Edit: Make that 38 (6 algs learned today)


----------



## Jam88 (Oct 4, 2020)

Have you given up on this too??


----------



## Nir1213 (Oct 4, 2020)

what is he doing again!??


----------



## Cubing5life (Oct 4, 2020)

Learning ZBLL at probably around sub-20 is very intelligent...


----------



## LukasCubes (Oct 4, 2020)

Im back to spam learning lol



Cubing5life said:


> Learning ZBLL at probably around sub-20 is very intelligent...


thanks. I am only 6 or 7 algs away from full OLL so yeah. When im done, then ima start ZBLL


----------



## WarriorCatCuber (Oct 4, 2020)

LukasCubes said:


> Im back to spam learning lol
> 
> 
> thanks. I am only 6 or 7 algs away from full OLL so yeah. When im done, then ima start ZBLL


You should learn COLL first. It's a good jumppad.


----------



## LukasCubes (Oct 4, 2020)

WarriorCatCuber said:


> You should learn COLL first. It's a good jumppad.


thanks for the tip but ima learn coll as i go learn ZBLL. I probably wont start to learn it until this weekend.


----------



## xyzzy (Oct 5, 2020)

Cubing5life said:


> Learning ZBLL at probably around sub-20 is very intelligent...


Can personally confirm.


----------



## Sub1Hour (Oct 5, 2020)

WarriorCatCuber said:


> You should learn COLL first. It's a good jumppad.


But COLL objectively sucks. It can cause instances where you get 1 long alg and a bad case when you could otherwise get 1 short alg and a good case. Just learn ZBLL since it avoids this problem by not leaving EPLL up to chance.


----------



## Humble Cuber (Oct 5, 2020)

LukasCubes said:


> thanks for the tip but ima learn to coll as I go learn ZBLL. I probably won't start to learn it until this weekend.


There is honestly no need for ZBLL until sub 8 if at all. You would best spend your time getting more efficient F2L and cross and getting faster at the basics before moving onto more advanced alg sets like ZBLL. Of course, you can definitely learn it whenever if you enjoy learning algs.

* * * * * * *

Problem description
Resume the forum thread on learning ZBLL after its final post. The lines after this point come from a separate source.

* * * * * * *

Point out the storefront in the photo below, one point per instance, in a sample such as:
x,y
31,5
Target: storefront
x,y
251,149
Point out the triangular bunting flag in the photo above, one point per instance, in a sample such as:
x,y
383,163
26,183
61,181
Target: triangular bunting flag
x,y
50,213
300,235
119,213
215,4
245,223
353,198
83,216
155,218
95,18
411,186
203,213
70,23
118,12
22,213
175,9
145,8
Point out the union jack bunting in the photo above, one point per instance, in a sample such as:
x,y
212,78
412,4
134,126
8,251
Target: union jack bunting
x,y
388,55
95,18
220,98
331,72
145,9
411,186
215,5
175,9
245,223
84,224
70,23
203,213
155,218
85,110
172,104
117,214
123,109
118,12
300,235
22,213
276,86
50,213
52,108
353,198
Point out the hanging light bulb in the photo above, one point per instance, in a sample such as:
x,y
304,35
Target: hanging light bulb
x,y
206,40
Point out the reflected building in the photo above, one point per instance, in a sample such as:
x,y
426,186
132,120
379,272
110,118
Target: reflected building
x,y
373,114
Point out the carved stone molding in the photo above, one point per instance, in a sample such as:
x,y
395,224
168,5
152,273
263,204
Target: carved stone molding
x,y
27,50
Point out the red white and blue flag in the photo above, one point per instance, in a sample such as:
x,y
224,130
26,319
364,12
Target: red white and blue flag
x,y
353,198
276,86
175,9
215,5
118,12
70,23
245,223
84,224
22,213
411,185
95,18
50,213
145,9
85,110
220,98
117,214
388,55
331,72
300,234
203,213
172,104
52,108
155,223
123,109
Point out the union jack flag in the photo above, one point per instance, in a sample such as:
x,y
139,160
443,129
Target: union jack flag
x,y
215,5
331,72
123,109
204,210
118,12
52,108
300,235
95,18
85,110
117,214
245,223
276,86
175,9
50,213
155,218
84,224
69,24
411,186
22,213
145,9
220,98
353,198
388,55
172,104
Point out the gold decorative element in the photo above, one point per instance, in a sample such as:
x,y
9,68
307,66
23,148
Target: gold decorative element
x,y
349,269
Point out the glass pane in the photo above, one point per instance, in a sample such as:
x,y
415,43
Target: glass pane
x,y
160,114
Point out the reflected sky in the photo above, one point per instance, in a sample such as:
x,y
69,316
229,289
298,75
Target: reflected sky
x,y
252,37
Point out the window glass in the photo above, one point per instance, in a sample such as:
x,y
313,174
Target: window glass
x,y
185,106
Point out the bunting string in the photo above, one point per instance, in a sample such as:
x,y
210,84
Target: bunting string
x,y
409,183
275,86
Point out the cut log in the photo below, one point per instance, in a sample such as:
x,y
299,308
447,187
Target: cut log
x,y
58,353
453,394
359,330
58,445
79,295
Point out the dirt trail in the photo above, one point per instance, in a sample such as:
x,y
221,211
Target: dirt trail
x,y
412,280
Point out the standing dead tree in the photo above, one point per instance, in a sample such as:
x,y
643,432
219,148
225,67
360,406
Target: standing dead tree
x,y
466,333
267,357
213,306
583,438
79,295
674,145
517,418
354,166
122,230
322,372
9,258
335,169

* * * * * * *

Exercise result
----------



## LukasCubes (Oct 5, 2020)

Humble Cuber said:


> There is honestly no need for ZBLL until sub 8 if at all. You would best spend your time getting more efficient F2L and cross and getting faster at the basics before moving onto more advanced alg sets like ZBLL. Of course, you can definitely learn it whenever if you enjoy learning algs.


i get where you are coming from but i think learning full COLL as i am larning ZBLL is easier and takes lesstime for me.


----------



## SpeedCuberSUB30 (Oct 5, 2020)

I am also learning OLL .. only a couple are left.. then I will start to learn CLL for 2x2


----------



## LukasCubes (Oct 6, 2020)

lol the only 4 algs I dont know for OLL are the knight move shapes. Wish me luck, ima learn these 4 algs by this weekend.

Starting tomorrow


----------



## PetraPine (Oct 6, 2020)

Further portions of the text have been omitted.